Begin

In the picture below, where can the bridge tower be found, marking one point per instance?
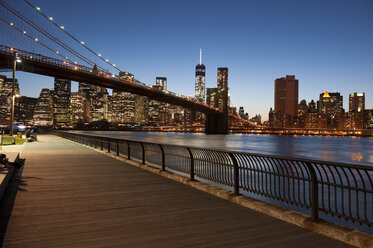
(218, 123)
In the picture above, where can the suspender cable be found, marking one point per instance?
(71, 36)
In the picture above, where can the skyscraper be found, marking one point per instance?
(286, 95)
(357, 102)
(6, 85)
(61, 102)
(200, 84)
(161, 82)
(222, 78)
(331, 105)
(24, 109)
(43, 114)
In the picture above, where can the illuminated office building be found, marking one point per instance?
(200, 84)
(43, 114)
(61, 102)
(357, 102)
(286, 95)
(24, 109)
(161, 82)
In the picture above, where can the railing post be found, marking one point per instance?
(314, 192)
(163, 158)
(236, 176)
(143, 153)
(191, 164)
(128, 150)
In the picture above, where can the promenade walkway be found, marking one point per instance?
(72, 196)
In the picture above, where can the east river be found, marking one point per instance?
(349, 149)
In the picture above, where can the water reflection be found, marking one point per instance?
(355, 150)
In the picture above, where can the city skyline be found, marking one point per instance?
(316, 48)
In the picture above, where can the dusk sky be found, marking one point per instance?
(325, 44)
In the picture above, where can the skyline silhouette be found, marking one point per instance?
(326, 45)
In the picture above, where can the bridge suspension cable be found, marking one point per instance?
(62, 28)
(47, 34)
(34, 39)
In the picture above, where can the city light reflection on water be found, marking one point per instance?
(349, 149)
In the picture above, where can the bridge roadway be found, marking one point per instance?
(72, 196)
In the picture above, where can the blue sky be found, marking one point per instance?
(325, 44)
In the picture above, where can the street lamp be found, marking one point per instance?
(16, 60)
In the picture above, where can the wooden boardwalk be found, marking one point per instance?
(71, 196)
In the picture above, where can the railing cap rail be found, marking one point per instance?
(346, 165)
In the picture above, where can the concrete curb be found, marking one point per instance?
(343, 234)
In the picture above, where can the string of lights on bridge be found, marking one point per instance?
(45, 33)
(62, 28)
(65, 46)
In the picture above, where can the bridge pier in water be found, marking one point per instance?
(216, 123)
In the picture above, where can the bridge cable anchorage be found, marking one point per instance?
(62, 28)
(35, 39)
(48, 35)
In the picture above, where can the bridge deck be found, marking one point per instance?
(71, 196)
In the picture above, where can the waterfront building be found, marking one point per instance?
(122, 107)
(124, 75)
(286, 95)
(315, 120)
(61, 102)
(331, 104)
(43, 114)
(200, 81)
(89, 92)
(212, 97)
(357, 102)
(312, 107)
(154, 110)
(79, 108)
(302, 107)
(241, 113)
(356, 110)
(99, 105)
(281, 120)
(257, 119)
(368, 118)
(161, 82)
(24, 108)
(176, 115)
(141, 110)
(222, 78)
(6, 85)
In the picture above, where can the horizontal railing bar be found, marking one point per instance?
(346, 165)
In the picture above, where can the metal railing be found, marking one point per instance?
(334, 189)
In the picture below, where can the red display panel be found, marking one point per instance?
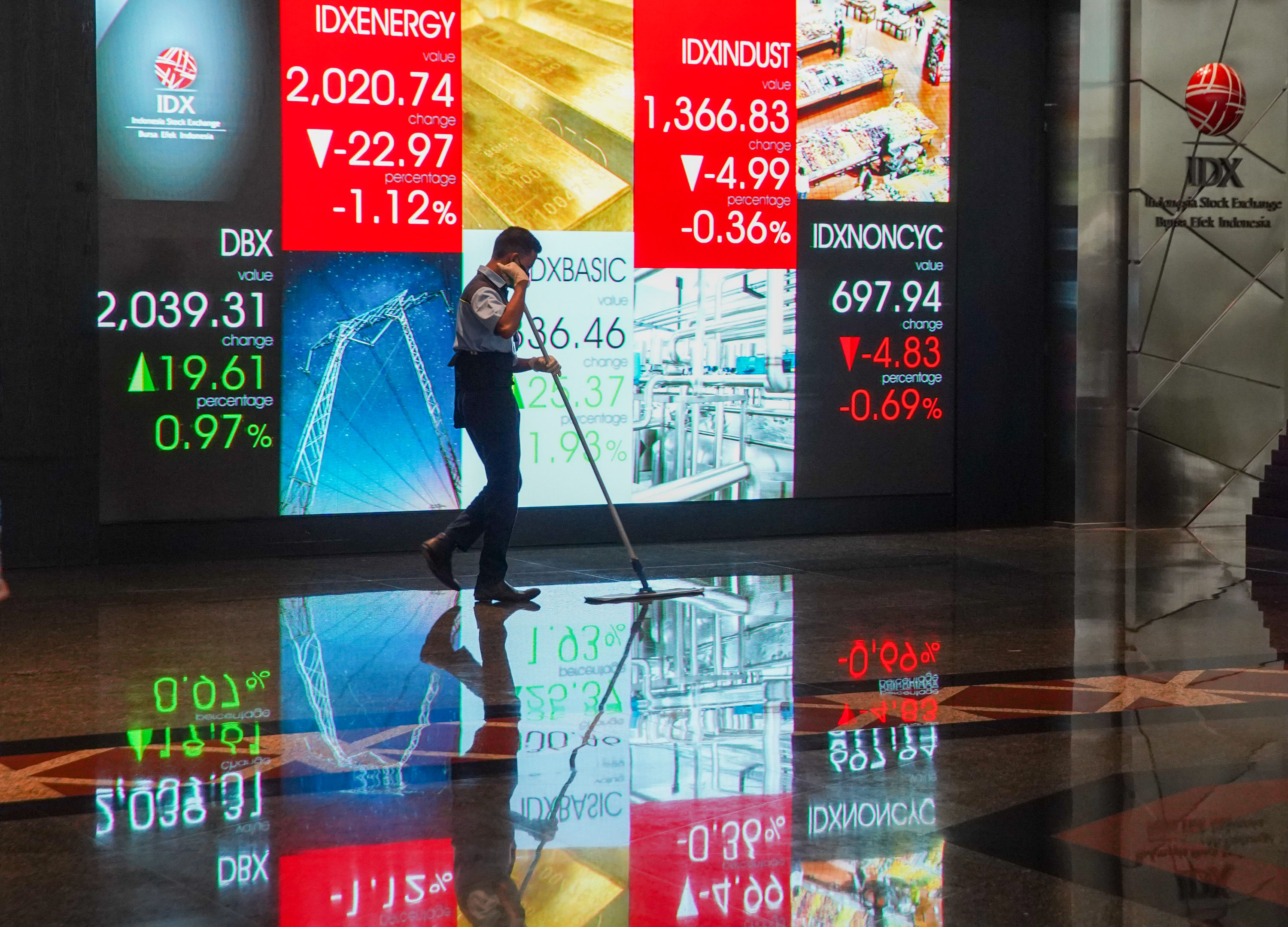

End

■ Request:
Could you rescale the data from the line with "In the picture above, where can the bridge roadway" through the end of the data, both ends included, by writing out every one of those lines again, including the lines without coordinates, with each point coordinate multiplied by 2.3 and rounded to a whole number, halves rounded up? Please leave the pictures out.

■ Solved exercise:
In the picture above, where can the bridge roadway be found, marking one point per instance?
(166, 451)
In the picture above, where can the blue sky be found, marking one point per instance?
(748, 101)
In the picture above, where can the street lamp be found, marking one point per instance?
(37, 138)
In the picture above, where can the wooden boardwalk be found, marking one point per instance?
(163, 451)
In the picture above, where can the railing cap rail be found, marking one point per instance?
(796, 380)
In the picture above, where can the concrete curb be found, marking one point per instance?
(789, 538)
In the picture above, where can the string of lights on bridge be found, marking one point per instance?
(104, 76)
(143, 64)
(150, 106)
In the picture above, where can the bridge pier in water be found, marking one point per instance?
(497, 283)
In the picture above, where can the bridge cable anchorage be found, marking one point per instance?
(143, 64)
(81, 90)
(110, 81)
In the picture above, where can the bridge deck be found, marking one point per instance?
(163, 451)
In the picture above, where can the waterfront building be found, marking one point per instance?
(281, 246)
(285, 173)
(658, 219)
(725, 276)
(140, 235)
(761, 239)
(99, 262)
(460, 186)
(205, 212)
(488, 223)
(821, 235)
(718, 246)
(354, 253)
(182, 248)
(695, 246)
(554, 260)
(819, 253)
(228, 242)
(646, 276)
(591, 274)
(846, 271)
(370, 189)
(55, 248)
(405, 265)
(324, 253)
(511, 179)
(14, 196)
In the picture above, where can the horizontal railing bar be found, marking one point per instance?
(796, 380)
In the picture above, where can the metal railing be found, marking one point per instance?
(768, 435)
In the picture below, where can the red display panel be found, marking one point per instance?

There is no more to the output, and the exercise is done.